[[ Selected passage open ]]

Softball Superstar Caylee English
- ichsliterarymagazine
- Feb 9, 2020
- 2 min read
Updated: Feb 12, 2020
Caylee English, a student-athlete who is committed to the University of Hartford, is a normal teenager, just like the rest of us. She has a frequent Starbucks order and she contemplates how many times to hit the snooze button in the morning. But Caylee is a unique person, with a knack for softball, and you’d be surprised to know that she didn’t always love the sport that she is now so passionate about.
Starting her softball career around the age of nine, English had actually been a dancer and cheerleader in the years leading up to her becoming passionate for the sport. In earlier years, she played t-ball, and only continued to play softball because her cheer friends played, and their fathers were the coaches, it had never interested her very much. Ironically, today, Caylee is extremely passionate about the sport and pushes herself to new limits, but still agrees with her younger self that the bonds made from playing with a team are the best result from playing softball. English will continue to pursue her passions, including the start of her medical career, in the next couple of years at the University of Hartford.
Caylee has faced so many pressures with playing softball, many being self-induced, but she has prevailed and become the captain of the Immaculate Conception Varsity Softball Team, a leader and role model that many look up to. She hopes to be remembered for and said that, “As a captain, I believe it’s not always about voicing yourself, but actually going out and doing things that others don’t have the courage to do, so others will have enough courage to do it themselves.” English believes in “Leading by example,” and she doesn’t believe in the “freshman card,” that many upperclassmen seem to pull. Softball has shaped her and has made her mature, she claims she would not be who she is today without softball.
English has made many unbreakable bonds throughout her years as a softball player, on club teams and at Immaculate Conception, a school that has taught her to lean on others and not take burdens head on by herself, but rather, with a family of friends and teammates alike. Her biggest accomplishment is not signing the Letter of Intent, but being a girl that no one knew, to pitching in the Tournament of Champions. English will miss IC, and her friends, who she will leave behind in the fall of 2019. To Caylee’s friends, who she is leaving behind in New Jersey for the capital of Connecticut to play for the University of Hartford, she says, “Keep our legacy alive, work hard toward the gold.”

[[ Selected passage closed ]]

• **List of tasks**
• A. In the profile of Caylee English, what is the text from "Caylee has faced" up to and including "today without softball."? Reproduce it word for word.
• B. Does the profile of Caylee English support each of these statements? (i) English began playing softball at around age nine. (ii) English considers signing the Letter of Intent her biggest accomplishment. (iii) English is captain of the Immaculate Conception Varsity Softball Team. Answer yes or no for each, quoting the words from the profile that decide it.

[[ Material shown open ]]

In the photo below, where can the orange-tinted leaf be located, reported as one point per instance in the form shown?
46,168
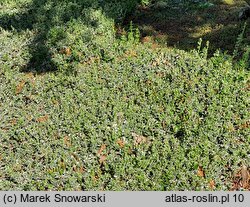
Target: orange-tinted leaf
103,147
102,159
200,172
20,86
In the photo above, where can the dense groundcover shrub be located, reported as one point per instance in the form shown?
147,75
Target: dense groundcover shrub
128,117
144,121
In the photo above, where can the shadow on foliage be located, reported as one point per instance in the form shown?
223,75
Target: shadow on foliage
43,15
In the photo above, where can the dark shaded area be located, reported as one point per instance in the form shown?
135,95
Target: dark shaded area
42,15
174,25
181,27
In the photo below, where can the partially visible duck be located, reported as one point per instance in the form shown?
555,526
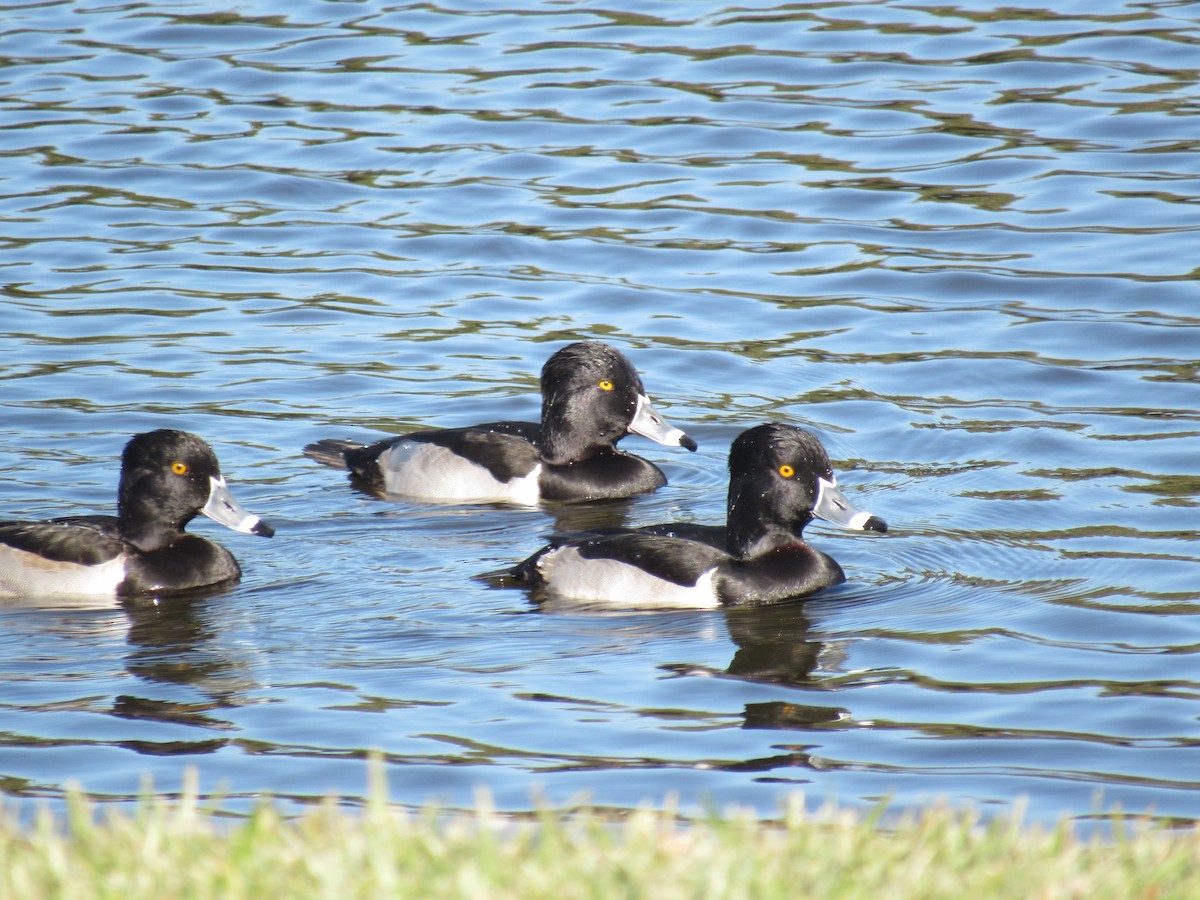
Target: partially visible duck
780,478
591,399
167,478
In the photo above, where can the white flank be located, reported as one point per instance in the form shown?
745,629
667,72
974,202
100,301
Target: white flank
427,472
571,576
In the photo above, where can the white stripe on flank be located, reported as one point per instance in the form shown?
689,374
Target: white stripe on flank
571,576
427,472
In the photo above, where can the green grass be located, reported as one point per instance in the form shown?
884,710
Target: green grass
168,850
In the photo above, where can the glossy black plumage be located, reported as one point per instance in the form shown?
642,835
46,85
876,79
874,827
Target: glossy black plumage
592,397
779,478
167,479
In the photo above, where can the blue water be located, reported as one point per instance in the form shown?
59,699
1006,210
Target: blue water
958,240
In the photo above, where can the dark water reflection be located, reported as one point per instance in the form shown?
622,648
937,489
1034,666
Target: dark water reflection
958,240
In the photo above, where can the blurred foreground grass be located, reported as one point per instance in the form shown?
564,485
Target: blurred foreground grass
177,850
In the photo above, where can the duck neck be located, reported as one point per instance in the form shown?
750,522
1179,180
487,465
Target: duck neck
143,523
567,436
754,529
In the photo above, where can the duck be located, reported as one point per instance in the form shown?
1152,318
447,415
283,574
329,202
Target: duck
167,478
780,479
591,397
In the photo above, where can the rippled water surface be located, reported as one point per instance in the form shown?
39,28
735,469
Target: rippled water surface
957,239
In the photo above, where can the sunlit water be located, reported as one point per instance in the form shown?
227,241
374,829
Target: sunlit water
959,240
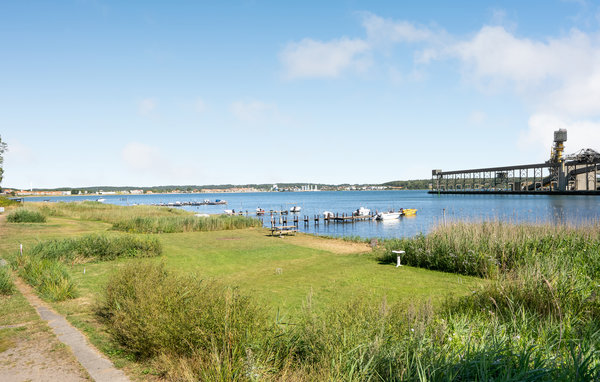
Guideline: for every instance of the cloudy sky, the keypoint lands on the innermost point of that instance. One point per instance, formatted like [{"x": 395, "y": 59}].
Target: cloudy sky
[{"x": 154, "y": 93}]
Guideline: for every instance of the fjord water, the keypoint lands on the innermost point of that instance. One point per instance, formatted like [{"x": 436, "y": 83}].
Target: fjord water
[{"x": 431, "y": 208}]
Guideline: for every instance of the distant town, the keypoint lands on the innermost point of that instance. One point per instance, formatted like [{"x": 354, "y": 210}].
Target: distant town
[{"x": 282, "y": 187}]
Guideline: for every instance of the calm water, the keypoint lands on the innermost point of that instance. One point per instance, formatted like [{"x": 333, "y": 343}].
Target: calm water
[{"x": 513, "y": 208}]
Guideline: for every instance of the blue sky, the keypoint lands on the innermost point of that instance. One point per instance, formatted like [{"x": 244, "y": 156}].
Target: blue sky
[{"x": 154, "y": 93}]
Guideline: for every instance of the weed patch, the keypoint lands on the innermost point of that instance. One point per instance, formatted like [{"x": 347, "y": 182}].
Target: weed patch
[
  {"x": 22, "y": 215},
  {"x": 97, "y": 247},
  {"x": 7, "y": 287},
  {"x": 50, "y": 278}
]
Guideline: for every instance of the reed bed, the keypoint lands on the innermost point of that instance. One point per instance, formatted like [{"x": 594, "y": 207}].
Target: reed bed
[
  {"x": 22, "y": 215},
  {"x": 186, "y": 329},
  {"x": 146, "y": 219},
  {"x": 170, "y": 224},
  {"x": 50, "y": 278},
  {"x": 489, "y": 248},
  {"x": 109, "y": 213},
  {"x": 97, "y": 247}
]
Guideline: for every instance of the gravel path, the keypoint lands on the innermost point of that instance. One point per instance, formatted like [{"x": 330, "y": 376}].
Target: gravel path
[{"x": 98, "y": 366}]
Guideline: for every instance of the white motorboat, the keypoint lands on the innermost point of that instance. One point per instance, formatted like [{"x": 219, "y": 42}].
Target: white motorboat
[
  {"x": 387, "y": 215},
  {"x": 362, "y": 211}
]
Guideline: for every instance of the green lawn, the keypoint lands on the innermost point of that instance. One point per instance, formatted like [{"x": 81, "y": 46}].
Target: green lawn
[{"x": 283, "y": 273}]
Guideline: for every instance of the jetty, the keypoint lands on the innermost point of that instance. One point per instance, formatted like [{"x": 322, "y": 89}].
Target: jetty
[{"x": 574, "y": 174}]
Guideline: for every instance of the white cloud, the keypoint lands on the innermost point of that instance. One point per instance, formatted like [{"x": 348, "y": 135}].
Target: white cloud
[
  {"x": 139, "y": 156},
  {"x": 388, "y": 31},
  {"x": 311, "y": 58},
  {"x": 147, "y": 106},
  {"x": 252, "y": 111}
]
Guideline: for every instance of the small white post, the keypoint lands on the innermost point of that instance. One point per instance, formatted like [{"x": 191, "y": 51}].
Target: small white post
[{"x": 399, "y": 253}]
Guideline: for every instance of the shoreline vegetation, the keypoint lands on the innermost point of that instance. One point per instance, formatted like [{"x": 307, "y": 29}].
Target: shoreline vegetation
[
  {"x": 476, "y": 301},
  {"x": 418, "y": 184}
]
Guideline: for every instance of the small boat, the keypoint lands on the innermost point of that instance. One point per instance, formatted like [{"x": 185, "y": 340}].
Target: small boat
[
  {"x": 409, "y": 212},
  {"x": 362, "y": 211},
  {"x": 387, "y": 215}
]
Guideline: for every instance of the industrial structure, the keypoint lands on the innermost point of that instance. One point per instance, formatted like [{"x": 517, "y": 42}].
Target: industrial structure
[{"x": 571, "y": 174}]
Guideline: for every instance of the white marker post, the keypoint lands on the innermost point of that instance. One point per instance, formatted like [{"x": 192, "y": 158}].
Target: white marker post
[{"x": 398, "y": 253}]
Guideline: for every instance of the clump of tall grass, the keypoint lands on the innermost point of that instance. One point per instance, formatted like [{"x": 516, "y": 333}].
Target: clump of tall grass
[
  {"x": 22, "y": 215},
  {"x": 195, "y": 330},
  {"x": 489, "y": 248},
  {"x": 7, "y": 287},
  {"x": 99, "y": 247},
  {"x": 171, "y": 224},
  {"x": 6, "y": 202},
  {"x": 50, "y": 278},
  {"x": 154, "y": 313}
]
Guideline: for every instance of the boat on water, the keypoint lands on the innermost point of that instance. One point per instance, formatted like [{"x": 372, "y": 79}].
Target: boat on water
[
  {"x": 362, "y": 211},
  {"x": 409, "y": 212},
  {"x": 390, "y": 215}
]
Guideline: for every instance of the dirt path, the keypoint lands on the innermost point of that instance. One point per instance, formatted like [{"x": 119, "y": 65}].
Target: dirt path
[{"x": 98, "y": 367}]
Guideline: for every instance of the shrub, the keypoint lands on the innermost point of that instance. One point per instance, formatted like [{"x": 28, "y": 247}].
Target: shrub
[
  {"x": 6, "y": 202},
  {"x": 22, "y": 215},
  {"x": 7, "y": 287},
  {"x": 98, "y": 247},
  {"x": 152, "y": 312},
  {"x": 49, "y": 278}
]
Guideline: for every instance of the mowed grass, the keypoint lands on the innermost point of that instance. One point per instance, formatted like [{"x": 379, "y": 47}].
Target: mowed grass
[
  {"x": 281, "y": 272},
  {"x": 285, "y": 273}
]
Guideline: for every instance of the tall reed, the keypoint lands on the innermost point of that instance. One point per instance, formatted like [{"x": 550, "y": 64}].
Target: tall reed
[
  {"x": 22, "y": 215},
  {"x": 165, "y": 224},
  {"x": 100, "y": 247}
]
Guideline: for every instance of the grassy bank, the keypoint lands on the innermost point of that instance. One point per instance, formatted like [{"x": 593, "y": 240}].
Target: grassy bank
[
  {"x": 240, "y": 305},
  {"x": 22, "y": 215}
]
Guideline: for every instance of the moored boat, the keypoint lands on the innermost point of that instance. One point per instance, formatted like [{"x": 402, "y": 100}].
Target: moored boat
[
  {"x": 387, "y": 215},
  {"x": 409, "y": 212},
  {"x": 362, "y": 211}
]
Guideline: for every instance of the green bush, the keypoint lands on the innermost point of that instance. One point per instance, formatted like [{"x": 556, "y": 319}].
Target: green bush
[
  {"x": 22, "y": 215},
  {"x": 6, "y": 202},
  {"x": 49, "y": 278},
  {"x": 152, "y": 312},
  {"x": 7, "y": 287},
  {"x": 98, "y": 247},
  {"x": 171, "y": 224}
]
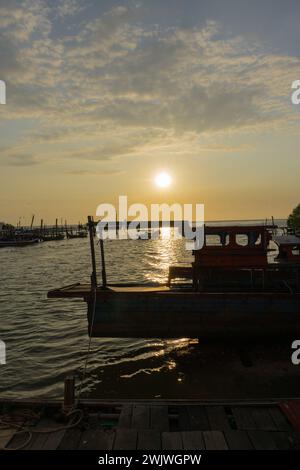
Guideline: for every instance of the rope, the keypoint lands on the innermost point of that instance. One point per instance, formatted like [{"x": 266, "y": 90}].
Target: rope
[
  {"x": 90, "y": 343},
  {"x": 30, "y": 432}
]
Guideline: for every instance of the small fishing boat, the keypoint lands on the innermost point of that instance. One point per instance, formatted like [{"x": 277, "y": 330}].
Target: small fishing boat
[
  {"x": 81, "y": 234},
  {"x": 231, "y": 290}
]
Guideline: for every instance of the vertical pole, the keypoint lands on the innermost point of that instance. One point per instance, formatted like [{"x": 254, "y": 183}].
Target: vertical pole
[
  {"x": 69, "y": 393},
  {"x": 103, "y": 264},
  {"x": 91, "y": 233}
]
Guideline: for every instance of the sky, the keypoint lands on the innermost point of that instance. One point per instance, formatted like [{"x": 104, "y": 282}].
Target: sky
[{"x": 103, "y": 95}]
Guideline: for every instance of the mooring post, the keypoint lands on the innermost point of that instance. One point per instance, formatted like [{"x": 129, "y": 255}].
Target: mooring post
[
  {"x": 69, "y": 394},
  {"x": 91, "y": 233}
]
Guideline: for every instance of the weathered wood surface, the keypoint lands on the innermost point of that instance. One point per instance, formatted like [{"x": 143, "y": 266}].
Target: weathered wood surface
[{"x": 151, "y": 426}]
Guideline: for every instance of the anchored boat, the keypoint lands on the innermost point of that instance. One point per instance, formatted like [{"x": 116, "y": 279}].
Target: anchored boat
[{"x": 231, "y": 290}]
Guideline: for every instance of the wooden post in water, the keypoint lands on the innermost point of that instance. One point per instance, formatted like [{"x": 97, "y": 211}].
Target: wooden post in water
[
  {"x": 91, "y": 233},
  {"x": 103, "y": 264},
  {"x": 69, "y": 393}
]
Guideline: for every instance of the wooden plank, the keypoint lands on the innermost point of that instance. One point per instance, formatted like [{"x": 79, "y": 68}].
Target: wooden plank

[[ Material shown closed ]]

• **Answers**
• A.
Caylee has faced so many pressures with playing softball, many being self-induced, but she has prevailed and become the captain of the Immaculate Conception Varsity Softball Team, a leader and role model that many look up to. She hopes to be remembered for and said that, “As a captain, I believe it’s not always about voicing yourself, but actually going out and doing things that others don’t have the courage to do, so others will have enough courage to do it themselves.” English believes in “Leading by example,” and she doesn’t believe in the “freshman card,” that many upperclassmen seem to pull. Softball has shaped her and has made her mature, she claims she would not be who she is today without softball.

• B.
(i) Yes: "Starting her softball career around the age of nine"
(ii) No: "Her biggest accomplishment is not signing the Letter of Intent, but being a girl that no one knew, to pitching in the Tournament of Champions."
(iii) Yes: "become the captain of the Immaculate Conception Varsity Softball Team"